# 阅读材料

----

我必须对数百万行数据运行一次 C# 计算并将结果保存在另一个表中。几年来我没有在 C# 中使用过线程。我正在使用 .NET v4.5 和 EF v5。
原始代码大致如下:
public static void Main()
{
Stopwatch sw = new Stopwatch();
sw.Start();
Entities db = new Entities();
DoCalc(db.Clients.ToList());
sw.Stop();
Console.WriteLine(sw.Elapsed);
}
private static void DoCalc(List<Client> clients)
{
Entities db = new Entities();
foreach(var c in clients)
{
var transactions = db.GetTransactions(c);
var result = calulate(transactions); //the actual calc
db.Results.Add(result);
db.SaveChanges();
}
}
这是我对多线程的尝试:
private static int numberOfThreads = 15;
public static void Main()
{
Stopwatch sw = new Stopwatch();
sw.Start();
Entities db = new Entities();
var splitUpClients = SplitUpClients(db.Clients());
Task[] allTasks = new Task[numberOfThreads];
for (int i = 0; i < numberOfThreads; i++)
{
Task task = Task.Factory.StartNew(() => DoCalc(splitupClients[i]));
allTasks[i] = task;
}
Task.WaitAll(allTasks);
sw.Stop();
Console.WriteLine(sw.Elapsed);
}
private static void DoCalc(List<Client> clients)

----

# 数据摘录

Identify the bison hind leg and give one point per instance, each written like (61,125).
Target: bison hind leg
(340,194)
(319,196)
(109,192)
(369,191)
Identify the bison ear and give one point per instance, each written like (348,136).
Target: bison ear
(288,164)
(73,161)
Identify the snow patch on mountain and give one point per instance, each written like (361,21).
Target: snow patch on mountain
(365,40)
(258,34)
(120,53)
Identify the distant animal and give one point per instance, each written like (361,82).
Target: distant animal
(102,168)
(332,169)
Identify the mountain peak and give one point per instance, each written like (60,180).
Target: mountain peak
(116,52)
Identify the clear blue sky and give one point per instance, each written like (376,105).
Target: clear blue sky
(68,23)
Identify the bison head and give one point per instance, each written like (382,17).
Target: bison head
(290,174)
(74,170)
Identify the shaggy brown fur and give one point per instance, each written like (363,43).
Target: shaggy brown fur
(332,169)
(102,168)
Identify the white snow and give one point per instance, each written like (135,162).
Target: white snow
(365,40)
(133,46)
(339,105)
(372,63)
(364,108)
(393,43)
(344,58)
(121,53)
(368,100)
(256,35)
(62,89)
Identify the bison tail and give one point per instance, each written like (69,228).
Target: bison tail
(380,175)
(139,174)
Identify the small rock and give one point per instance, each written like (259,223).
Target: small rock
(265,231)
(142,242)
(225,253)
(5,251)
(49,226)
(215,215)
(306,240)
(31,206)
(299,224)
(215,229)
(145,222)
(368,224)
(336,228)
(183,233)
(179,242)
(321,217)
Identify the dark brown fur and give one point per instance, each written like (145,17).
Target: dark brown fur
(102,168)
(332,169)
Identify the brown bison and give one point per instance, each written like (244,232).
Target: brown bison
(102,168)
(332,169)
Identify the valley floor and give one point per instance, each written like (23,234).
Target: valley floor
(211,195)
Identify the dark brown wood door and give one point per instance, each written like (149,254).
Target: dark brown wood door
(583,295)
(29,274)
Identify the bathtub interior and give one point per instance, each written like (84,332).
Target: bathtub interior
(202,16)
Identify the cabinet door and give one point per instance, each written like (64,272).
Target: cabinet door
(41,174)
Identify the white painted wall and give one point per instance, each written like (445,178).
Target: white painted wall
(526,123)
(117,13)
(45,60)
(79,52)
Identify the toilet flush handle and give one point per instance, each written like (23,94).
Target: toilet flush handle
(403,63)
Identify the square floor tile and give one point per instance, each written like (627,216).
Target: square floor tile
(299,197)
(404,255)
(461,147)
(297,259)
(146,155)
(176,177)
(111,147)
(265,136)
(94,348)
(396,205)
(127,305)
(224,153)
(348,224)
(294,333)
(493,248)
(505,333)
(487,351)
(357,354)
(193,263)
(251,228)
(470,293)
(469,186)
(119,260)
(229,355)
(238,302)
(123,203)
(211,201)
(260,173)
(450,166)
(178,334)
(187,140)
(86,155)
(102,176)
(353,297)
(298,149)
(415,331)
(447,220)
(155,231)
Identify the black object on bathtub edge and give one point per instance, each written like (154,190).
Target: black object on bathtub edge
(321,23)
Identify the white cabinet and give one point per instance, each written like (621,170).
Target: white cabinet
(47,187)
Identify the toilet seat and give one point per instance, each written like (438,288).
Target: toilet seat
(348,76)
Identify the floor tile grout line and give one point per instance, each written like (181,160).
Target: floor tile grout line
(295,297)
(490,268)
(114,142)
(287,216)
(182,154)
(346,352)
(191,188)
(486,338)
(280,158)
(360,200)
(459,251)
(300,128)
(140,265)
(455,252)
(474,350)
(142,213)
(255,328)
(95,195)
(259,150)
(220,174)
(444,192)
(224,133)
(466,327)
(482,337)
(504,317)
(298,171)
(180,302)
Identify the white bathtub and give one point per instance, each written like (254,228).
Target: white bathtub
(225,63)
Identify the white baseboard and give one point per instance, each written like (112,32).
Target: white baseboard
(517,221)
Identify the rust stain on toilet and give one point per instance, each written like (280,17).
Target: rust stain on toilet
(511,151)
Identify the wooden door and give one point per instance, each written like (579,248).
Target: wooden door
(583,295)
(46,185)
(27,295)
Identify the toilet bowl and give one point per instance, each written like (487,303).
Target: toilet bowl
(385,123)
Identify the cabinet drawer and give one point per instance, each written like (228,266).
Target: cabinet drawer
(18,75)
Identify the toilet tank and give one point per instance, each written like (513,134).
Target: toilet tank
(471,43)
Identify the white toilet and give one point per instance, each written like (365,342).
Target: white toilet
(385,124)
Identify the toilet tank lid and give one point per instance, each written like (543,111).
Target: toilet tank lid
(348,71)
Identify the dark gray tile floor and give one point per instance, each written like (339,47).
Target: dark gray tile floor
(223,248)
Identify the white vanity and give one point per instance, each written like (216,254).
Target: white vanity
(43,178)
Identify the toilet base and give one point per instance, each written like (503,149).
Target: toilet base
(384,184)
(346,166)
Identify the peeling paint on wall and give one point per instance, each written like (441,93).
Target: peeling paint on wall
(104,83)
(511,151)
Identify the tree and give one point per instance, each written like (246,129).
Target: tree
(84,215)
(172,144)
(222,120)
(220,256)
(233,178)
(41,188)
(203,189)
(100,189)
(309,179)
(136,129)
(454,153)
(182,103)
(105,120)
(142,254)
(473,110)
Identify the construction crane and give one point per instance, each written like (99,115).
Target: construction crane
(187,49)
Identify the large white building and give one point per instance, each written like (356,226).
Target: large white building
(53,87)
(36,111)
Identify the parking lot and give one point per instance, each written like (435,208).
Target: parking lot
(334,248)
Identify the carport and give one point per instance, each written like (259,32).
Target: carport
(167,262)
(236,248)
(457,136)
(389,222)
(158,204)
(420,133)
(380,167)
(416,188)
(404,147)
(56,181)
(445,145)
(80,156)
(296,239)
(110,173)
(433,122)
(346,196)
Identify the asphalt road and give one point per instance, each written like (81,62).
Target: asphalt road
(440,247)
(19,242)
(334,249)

----

# 学习任务
(A) 在关于 C# 多线程计算的帖子中，发帖人使用的 .NET 和 EF 分别是哪个版本？
(B) 接着关于 C# 多线程计算的帖子的最后一行续写下去。
这些条目取自另一来源，并非出自关于 C# 多线程计算的帖子。

# 参考答案
(A) .NET v4.5 和 EF v5。

(B)
{
Entities db = new Entities();
foreach(var c in clients)
{
var transactions = db.GetTransactions(c);
var result = calulate(transactions);
db.Results.Add(result);
db.SaveChanges();
}
}
//splits the list of clients into n subgroups
private static List<List<Client>> SplitUpClients(List<Client> clients)
{
int maxPerGroup = (int)Math.Ceiling((double)clients.Count() / numberOfThreads);
return ts.Select((s, i) => new { Str = s, Index = i }).
GroupBy(o => o.Index / maxPerGroup, o => o.Str).
Select(coll => coll.ToList()).
ToList();
}
我的问题是:
这是安全和正确的方法吗?是否有任何明显的缺点(尤其是关于 EF)?
另外,如何找到最佳线程数?是不是越多越好?